Why is q removing staff who really know drug development ?

Discussion in 'Quintiles' started by anonymous, Mar 17, 2016 at 6:07 PM.

Tags: Add Tags
  1. anonymous

    anonymous Guest

    He must have gone to the NH school of vendor management (give work to your pals, regardless of quality or cost)
     

  2. anonymous

    anonymous Guest

    Very well put. I would think TP and AM are bright enough to realize this deep down but they act as as if people are replaceable parts. Our culture is not what it one was. Welcome to Quincenture.
     
  3. anonymous

    anonymous Guest

    Industry (pharma/Biotech) comment - what you're seeing is that CROs across the board are not readily adapting to risk-based monitoring fast enough because the CRO wants to protect the traditional CRA model as it is very lucrative. Risk based monitoring has the long-term potential to be cheaper/less billable hours for the Sponsor company. What Pharma/Biotech companies are doing as a result is bringing some of that general CRA oversight back in-house while going with speciality SaaS technology vendors that strictly specialize in the systems that can provide a risk based monitoring framework and contractor FSPs (PRA or inVentiv) for office based staff to man those systems.

- - - - - - -

PROBLEM DESCRIPTION
Reproduce the forum discussion word for word, everything from "Tags: Add Tags" down to "Welcome to Quincenture.".

- - - - - - -

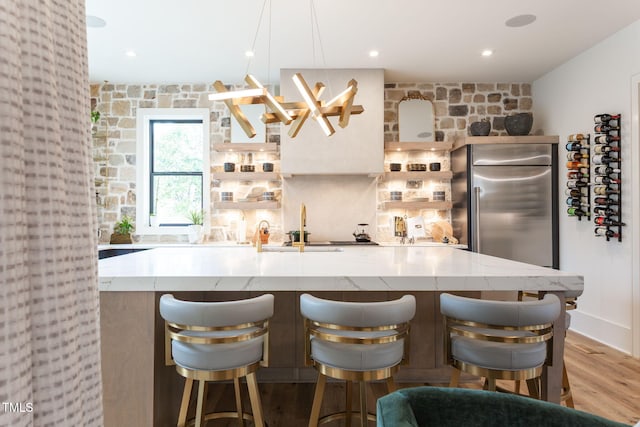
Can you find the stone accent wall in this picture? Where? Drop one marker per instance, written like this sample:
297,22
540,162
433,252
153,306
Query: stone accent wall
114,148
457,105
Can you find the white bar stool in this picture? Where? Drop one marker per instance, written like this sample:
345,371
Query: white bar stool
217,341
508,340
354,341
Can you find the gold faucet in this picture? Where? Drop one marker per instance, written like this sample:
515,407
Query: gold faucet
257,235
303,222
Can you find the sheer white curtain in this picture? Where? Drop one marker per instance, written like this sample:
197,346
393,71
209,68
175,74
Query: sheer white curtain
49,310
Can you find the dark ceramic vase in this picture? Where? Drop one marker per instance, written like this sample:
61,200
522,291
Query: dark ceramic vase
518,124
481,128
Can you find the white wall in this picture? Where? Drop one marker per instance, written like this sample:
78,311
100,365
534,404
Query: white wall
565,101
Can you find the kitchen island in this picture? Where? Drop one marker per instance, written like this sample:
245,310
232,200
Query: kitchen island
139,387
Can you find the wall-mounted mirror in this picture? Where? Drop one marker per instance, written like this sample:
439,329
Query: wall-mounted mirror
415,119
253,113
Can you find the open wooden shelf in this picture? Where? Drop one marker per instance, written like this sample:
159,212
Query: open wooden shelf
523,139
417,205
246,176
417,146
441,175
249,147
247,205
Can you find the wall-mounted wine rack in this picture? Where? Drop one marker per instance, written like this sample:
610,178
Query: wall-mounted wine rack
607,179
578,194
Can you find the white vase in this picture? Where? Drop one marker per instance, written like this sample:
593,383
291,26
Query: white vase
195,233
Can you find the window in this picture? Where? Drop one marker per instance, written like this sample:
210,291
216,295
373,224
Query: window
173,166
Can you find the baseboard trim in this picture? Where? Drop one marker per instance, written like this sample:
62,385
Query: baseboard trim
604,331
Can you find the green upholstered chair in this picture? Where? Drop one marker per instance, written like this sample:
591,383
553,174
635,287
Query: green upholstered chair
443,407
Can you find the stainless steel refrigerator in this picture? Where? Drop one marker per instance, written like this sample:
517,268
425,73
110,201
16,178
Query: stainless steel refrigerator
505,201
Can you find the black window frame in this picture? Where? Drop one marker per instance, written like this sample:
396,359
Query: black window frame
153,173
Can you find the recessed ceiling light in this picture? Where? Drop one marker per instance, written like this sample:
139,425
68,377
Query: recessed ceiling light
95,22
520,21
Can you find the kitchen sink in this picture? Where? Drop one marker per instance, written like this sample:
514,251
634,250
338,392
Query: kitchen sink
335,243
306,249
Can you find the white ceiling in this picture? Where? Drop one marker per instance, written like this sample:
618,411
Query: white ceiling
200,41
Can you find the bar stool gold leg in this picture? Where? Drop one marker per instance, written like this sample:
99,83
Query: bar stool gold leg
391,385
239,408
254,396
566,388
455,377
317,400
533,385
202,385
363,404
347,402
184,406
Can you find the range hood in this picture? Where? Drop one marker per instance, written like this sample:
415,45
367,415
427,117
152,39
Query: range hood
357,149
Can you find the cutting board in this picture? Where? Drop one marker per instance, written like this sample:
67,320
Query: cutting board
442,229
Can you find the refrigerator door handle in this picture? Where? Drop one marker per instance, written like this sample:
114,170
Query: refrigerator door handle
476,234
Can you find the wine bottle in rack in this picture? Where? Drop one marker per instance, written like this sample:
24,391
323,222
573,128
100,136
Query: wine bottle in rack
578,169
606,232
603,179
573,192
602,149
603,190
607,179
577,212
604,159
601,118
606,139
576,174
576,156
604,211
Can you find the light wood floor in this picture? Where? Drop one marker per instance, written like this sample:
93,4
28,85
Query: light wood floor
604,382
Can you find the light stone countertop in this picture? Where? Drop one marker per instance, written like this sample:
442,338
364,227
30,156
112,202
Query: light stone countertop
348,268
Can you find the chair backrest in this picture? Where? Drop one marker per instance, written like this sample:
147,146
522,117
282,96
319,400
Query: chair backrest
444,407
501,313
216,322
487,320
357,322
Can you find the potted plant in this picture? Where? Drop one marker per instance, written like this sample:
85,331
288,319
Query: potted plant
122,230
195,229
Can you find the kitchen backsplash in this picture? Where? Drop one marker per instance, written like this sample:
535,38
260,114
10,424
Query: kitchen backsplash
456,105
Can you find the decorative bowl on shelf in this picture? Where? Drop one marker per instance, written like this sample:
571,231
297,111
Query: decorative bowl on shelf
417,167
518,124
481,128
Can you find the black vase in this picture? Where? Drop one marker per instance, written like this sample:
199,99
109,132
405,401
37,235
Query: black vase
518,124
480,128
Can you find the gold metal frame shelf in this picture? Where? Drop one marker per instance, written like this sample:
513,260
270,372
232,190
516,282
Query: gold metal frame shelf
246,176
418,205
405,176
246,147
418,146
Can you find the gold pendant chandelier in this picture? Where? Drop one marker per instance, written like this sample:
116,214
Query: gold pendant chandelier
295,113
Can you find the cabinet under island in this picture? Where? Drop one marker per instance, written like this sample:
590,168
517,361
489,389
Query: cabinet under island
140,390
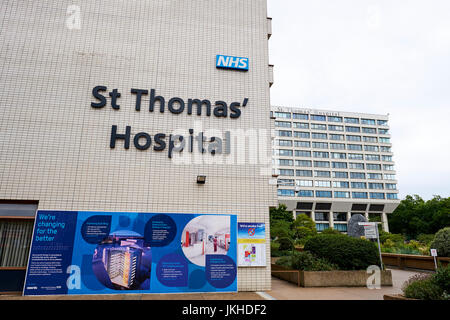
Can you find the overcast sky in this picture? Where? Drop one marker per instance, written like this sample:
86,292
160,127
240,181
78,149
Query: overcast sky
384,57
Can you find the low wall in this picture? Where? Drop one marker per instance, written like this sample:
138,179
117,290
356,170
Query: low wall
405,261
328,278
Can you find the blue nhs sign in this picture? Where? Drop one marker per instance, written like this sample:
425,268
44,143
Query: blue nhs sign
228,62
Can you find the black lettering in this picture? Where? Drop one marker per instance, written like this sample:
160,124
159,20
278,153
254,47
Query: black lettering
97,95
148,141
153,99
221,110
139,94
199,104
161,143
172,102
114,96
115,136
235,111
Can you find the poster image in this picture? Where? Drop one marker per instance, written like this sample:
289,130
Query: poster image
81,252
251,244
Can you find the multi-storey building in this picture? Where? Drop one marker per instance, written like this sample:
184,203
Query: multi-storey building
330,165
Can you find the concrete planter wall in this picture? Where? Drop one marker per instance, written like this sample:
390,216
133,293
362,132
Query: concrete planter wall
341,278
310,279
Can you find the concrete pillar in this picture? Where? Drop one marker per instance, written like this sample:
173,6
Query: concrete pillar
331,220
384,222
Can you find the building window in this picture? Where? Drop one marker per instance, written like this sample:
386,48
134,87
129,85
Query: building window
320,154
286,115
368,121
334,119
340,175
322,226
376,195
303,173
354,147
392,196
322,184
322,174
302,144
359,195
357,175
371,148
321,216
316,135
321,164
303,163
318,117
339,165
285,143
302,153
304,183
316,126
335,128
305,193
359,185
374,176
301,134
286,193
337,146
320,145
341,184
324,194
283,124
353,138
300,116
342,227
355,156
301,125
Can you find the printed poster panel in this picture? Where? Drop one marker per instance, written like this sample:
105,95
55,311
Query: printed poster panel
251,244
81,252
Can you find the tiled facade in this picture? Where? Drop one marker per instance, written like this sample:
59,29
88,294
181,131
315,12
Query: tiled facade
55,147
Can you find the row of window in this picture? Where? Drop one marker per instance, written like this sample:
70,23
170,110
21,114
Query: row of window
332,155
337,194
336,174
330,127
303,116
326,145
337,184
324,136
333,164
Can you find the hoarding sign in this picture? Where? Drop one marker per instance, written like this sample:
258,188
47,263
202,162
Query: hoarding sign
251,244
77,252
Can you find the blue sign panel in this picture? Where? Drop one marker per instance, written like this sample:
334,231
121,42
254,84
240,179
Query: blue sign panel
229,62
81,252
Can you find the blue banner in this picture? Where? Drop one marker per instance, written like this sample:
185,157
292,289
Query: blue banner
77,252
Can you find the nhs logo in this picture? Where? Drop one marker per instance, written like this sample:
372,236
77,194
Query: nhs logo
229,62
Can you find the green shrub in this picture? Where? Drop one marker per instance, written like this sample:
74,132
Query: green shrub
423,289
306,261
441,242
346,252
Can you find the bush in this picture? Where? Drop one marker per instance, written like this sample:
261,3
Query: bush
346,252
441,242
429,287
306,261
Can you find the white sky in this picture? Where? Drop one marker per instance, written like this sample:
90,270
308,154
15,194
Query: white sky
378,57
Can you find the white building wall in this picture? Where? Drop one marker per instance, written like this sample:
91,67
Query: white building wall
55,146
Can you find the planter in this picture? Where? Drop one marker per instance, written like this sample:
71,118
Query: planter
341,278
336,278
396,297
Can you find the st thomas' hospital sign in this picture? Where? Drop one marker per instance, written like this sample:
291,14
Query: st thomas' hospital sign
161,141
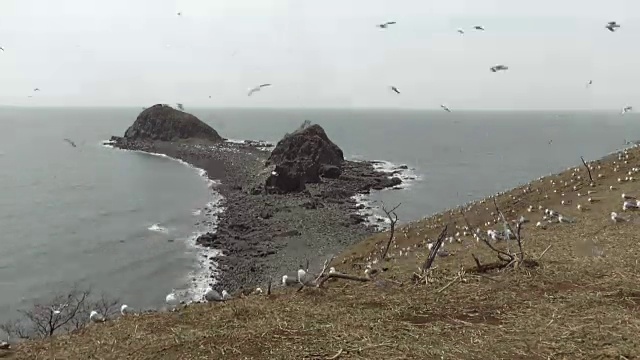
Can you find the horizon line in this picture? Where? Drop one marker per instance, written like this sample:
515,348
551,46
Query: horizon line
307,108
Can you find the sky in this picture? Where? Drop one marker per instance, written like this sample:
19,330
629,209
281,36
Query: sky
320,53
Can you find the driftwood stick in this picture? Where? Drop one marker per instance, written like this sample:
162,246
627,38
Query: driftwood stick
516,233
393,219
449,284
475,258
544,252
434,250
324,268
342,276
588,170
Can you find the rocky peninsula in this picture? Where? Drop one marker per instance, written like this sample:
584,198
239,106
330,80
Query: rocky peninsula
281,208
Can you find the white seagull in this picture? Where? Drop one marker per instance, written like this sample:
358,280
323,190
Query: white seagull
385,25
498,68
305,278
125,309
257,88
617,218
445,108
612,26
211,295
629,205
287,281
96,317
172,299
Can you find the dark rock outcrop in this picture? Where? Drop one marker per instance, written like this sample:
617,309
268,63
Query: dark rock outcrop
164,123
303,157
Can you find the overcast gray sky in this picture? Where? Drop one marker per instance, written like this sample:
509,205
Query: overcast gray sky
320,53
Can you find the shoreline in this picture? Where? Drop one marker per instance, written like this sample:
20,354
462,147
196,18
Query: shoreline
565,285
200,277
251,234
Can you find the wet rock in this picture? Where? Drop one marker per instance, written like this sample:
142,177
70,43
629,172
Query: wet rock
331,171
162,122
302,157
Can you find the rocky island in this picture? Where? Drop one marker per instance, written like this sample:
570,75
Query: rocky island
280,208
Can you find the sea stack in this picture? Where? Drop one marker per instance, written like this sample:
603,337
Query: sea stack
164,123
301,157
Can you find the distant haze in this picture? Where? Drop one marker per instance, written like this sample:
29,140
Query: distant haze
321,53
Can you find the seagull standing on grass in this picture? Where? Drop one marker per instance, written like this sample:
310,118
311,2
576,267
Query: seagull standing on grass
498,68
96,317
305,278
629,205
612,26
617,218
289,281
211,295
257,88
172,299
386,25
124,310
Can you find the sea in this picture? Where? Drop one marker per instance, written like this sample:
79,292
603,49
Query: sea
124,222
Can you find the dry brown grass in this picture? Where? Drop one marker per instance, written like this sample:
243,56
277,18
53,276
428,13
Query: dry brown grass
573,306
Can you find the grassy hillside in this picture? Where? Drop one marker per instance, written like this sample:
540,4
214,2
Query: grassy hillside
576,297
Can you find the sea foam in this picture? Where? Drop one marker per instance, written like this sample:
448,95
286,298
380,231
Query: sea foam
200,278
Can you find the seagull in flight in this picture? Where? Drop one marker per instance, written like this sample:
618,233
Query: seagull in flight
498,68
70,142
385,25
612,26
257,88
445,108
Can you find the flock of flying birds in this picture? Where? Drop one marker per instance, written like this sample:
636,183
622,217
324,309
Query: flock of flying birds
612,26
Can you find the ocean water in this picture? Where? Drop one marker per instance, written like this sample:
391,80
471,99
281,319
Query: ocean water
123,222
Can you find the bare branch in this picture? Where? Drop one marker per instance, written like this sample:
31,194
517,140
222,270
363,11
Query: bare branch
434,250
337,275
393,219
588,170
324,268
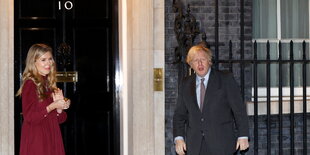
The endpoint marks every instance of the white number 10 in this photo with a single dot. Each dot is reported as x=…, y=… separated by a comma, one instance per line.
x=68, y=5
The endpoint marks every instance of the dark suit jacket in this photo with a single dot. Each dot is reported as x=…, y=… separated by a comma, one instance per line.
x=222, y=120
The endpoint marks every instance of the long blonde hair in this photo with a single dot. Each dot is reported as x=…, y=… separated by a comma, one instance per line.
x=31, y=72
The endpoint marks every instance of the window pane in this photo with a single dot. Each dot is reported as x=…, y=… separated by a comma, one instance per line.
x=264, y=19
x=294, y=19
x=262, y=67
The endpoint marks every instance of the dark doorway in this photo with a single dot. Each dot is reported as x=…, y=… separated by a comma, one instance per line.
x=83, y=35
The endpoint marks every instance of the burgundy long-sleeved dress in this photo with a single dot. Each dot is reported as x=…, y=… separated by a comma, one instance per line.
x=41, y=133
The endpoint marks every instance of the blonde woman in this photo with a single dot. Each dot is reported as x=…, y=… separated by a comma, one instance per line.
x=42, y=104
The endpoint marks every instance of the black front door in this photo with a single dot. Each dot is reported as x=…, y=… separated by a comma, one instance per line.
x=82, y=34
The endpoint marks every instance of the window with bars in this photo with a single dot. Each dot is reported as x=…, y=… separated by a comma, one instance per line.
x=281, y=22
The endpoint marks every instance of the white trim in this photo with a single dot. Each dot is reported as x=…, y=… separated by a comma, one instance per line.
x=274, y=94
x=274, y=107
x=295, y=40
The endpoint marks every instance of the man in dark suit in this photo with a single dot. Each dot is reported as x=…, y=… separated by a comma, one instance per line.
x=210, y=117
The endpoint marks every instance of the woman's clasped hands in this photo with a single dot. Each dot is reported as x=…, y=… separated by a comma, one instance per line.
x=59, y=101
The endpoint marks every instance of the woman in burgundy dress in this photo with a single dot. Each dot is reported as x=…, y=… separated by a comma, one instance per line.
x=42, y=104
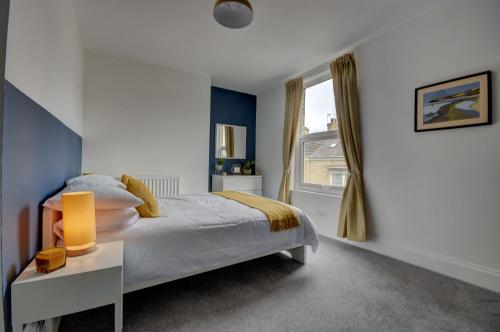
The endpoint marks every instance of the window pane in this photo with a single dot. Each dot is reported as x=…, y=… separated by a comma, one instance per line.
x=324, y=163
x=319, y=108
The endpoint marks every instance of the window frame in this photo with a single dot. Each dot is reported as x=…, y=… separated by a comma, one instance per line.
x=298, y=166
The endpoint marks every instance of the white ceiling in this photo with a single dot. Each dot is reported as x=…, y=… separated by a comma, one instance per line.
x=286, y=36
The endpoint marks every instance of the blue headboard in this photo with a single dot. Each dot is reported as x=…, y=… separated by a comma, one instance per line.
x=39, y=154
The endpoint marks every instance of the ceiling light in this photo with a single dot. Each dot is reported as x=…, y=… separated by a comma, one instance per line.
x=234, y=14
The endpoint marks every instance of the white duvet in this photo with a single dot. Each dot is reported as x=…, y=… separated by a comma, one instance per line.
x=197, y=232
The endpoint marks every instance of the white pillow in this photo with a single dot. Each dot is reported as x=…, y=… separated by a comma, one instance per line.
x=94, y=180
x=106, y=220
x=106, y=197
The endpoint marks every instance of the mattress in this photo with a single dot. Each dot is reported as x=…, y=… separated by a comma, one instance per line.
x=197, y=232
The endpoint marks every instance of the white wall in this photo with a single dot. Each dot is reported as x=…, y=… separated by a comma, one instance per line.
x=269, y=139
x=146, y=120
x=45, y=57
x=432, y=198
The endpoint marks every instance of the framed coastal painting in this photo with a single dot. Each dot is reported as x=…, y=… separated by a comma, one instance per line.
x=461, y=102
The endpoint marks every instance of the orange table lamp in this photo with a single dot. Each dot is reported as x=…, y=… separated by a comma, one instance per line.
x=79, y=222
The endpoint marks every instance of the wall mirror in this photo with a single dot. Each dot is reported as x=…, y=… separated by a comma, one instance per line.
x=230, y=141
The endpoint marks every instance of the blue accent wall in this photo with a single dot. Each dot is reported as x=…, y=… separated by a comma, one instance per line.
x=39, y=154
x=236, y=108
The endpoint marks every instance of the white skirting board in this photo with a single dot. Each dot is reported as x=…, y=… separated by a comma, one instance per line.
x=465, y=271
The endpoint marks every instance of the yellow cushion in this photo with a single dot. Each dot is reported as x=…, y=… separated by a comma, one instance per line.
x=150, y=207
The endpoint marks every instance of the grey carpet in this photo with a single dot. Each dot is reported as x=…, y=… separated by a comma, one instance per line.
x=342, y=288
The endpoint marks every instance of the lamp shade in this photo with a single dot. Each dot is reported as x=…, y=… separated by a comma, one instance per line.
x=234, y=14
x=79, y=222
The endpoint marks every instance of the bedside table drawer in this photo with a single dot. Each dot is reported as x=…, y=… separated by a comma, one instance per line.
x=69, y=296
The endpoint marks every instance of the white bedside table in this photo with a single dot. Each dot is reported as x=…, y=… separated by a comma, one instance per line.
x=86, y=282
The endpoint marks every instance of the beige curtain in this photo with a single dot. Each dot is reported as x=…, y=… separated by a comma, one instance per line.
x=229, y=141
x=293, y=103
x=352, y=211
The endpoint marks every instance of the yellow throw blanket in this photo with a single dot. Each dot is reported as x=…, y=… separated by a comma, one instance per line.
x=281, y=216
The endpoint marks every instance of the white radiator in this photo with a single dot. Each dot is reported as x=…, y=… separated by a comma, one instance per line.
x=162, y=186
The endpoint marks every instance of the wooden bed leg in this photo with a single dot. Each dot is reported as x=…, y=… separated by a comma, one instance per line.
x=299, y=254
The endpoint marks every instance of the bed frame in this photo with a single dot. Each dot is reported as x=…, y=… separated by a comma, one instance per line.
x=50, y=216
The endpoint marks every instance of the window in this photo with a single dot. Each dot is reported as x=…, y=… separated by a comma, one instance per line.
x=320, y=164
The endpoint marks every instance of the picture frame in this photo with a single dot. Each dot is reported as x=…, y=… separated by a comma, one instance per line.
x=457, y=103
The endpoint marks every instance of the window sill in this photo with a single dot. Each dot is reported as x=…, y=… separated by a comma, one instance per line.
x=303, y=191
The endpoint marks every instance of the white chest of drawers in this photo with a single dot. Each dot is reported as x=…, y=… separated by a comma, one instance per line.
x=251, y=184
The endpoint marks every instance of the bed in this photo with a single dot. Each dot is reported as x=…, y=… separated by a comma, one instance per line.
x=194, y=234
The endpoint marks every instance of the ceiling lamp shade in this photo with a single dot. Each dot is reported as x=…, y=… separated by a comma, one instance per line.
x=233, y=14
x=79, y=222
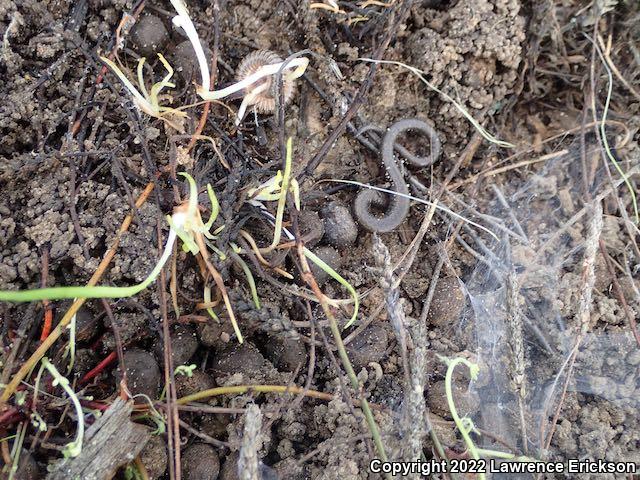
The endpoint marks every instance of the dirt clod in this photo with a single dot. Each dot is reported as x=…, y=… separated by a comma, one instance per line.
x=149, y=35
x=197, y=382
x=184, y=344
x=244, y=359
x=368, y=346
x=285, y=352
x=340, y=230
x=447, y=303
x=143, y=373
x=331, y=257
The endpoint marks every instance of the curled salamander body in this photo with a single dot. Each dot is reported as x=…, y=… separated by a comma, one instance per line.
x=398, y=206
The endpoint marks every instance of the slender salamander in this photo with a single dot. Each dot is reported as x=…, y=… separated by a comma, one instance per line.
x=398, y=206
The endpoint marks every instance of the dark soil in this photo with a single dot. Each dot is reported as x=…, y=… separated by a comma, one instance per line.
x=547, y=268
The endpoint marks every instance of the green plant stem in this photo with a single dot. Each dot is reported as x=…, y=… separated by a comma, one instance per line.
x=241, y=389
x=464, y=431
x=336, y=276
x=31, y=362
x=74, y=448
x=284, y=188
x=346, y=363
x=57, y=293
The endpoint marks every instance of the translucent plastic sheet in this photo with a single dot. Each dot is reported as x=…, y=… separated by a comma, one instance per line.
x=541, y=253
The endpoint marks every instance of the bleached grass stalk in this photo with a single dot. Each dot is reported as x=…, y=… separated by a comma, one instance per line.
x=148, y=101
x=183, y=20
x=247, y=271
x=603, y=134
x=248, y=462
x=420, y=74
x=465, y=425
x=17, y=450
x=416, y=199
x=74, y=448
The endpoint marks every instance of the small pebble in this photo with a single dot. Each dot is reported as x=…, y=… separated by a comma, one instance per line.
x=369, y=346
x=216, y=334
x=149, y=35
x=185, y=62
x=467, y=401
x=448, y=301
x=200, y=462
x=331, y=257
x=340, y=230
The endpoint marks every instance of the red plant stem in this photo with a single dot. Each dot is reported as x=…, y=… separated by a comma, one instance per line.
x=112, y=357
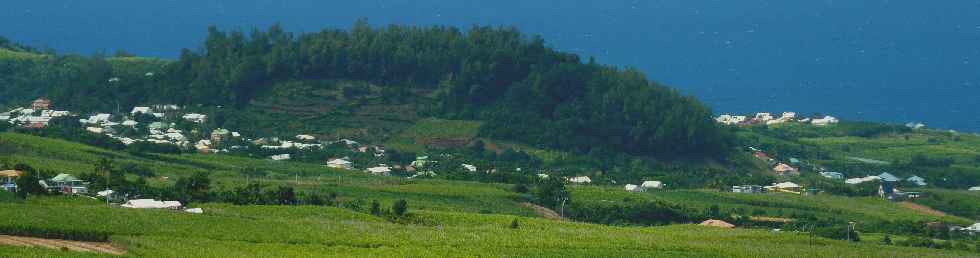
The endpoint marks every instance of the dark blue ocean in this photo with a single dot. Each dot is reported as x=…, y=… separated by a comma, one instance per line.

- - - - - - -

REPLY TO THE TASK
Tags: Add Tags
  1. anonymous

    anonymous Guest

    He must have gone to the NH school of vendor management (give work to your pals, regardless of quality or cost)
     

  2. anonymous

    anonymous Guest

    Very well put. I would think TP and AM are bright enough to realize this deep down but they act as as if people are replaceable parts. Our culture is not what it one was. Welcome to Quincenture.